##### Given text

These are the key concepts you need to understand to accurately answer the question.

Equilibrium
In a chemical reaction, equilibrium is the state where the rate of the forward reaction equals the rate of the reverse reaction. This doesn't mean the concentrations of reactants and products are equal; instead, they remain constant over time. For the reaction \( \mathrm{PCl}_{5}(g) \rightleftharpoons \mathrm{PCl}_{3}(g)+\mathrm{Cl}_{2}(g) \), equilibrium is dynamic and responds to changes according to Le Chatelier’s Principle. If a change occurs in temperature, concentration, or pressure, the system shifts to counteract the change, while keeping the equilibrium constant \( K \) the same unless the temperature changes.
Endothermic Reaction
An endothermic reaction absorbs heat, indicated by a positive \( \Delta H \). In the case of \( \mathrm{PCl}_{5}(g) \) dissociating into \( \mathrm{PCl}_{3}(g) \) and \( \mathrm{Cl}_{2}(g) \), \( \Delta H^{\circ} = 92.5 \mathrm{~kJ/mol} \). Raising the temperature adds energy to the system. According to Le Chatelier’s Principle, the system will shift towards the endothermic direction, which consumes the added heat. Here, the reaction will shift to the right, increasing the concentration of \( \mathrm{PCl}_{3} \) and \( \mathrm{Cl}_{2} \).

##########

## Tasks to perform
**a)** From the equilibrium notes above, reproduce word for word the part that opens with the words containing "These are the" and closes with "the temperature changes.".
**b)** In the equilibrium notes above, which way does the PCl5 reaction shift when the temperature is raised?

##### Data rows

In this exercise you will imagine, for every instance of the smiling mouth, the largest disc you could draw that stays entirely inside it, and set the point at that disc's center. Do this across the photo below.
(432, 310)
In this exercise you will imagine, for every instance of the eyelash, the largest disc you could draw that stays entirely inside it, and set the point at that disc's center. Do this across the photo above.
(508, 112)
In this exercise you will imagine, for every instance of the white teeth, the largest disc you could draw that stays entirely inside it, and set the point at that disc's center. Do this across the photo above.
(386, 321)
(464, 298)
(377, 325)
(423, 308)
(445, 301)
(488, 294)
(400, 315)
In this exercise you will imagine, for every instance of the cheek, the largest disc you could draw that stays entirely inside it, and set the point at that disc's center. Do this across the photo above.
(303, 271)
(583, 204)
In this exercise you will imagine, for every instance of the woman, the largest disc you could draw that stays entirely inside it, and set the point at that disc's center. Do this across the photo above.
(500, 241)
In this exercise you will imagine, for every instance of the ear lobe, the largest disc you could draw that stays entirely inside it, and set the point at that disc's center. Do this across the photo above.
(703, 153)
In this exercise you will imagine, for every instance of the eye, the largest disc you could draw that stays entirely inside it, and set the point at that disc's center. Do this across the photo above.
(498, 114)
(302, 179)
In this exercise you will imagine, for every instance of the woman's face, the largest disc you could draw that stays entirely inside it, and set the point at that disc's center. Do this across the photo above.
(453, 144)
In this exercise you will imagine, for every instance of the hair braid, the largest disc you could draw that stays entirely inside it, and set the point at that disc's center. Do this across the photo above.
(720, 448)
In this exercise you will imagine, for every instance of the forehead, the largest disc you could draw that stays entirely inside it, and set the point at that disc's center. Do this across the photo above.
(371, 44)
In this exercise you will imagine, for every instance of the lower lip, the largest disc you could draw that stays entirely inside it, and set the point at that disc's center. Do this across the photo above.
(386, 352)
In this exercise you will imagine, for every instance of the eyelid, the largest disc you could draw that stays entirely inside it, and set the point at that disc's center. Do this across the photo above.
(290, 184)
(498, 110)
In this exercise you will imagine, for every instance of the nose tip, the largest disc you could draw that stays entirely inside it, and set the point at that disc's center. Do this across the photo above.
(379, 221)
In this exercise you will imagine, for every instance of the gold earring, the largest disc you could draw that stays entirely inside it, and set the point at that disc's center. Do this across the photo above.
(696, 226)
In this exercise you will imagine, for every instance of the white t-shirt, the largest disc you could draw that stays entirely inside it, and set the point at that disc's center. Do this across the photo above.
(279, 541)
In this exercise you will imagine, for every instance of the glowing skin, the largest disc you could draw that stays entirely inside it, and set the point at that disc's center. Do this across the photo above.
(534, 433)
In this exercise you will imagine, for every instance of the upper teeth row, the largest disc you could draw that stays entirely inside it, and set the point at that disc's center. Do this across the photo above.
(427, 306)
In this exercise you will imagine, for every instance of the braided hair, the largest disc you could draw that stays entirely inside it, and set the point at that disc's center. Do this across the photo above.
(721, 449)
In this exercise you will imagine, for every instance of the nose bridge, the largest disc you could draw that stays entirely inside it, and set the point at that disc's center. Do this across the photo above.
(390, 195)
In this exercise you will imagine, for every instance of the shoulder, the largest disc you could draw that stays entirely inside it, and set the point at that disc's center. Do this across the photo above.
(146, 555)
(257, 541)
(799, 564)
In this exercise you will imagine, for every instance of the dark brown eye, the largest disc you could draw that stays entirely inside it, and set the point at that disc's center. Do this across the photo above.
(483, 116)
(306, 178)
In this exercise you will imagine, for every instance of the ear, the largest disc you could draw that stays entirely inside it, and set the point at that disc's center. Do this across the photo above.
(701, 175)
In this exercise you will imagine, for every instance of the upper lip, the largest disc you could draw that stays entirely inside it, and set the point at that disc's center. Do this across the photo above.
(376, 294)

##########

## Answers for this exercise
**a)**
These are the key concepts you need to understand to accurately answer the question.

Equilibrium
In a chemical reaction, equilibrium is the state where the rate of the forward reaction equals the rate of the reverse reaction. This doesn't mean the concentrations of reactants and products are equal; instead, they remain constant over time. For the reaction \( \mathrm{PCl}_{5}(g) \rightleftharpoons \mathrm{PCl}_{3}(g)+\mathrm{Cl}_{2}(g) \), equilibrium is dynamic and responds to changes according to Le Chatelier’s Principle. If a change occurs in temperature, concentration, or pressure, the system shifts to counteract the change, while keeping the equilibrium constant \( K \) the same unless the temperature changes.

**b)** It shifts to the right, increasing the concentration of PCl3 and Cl2.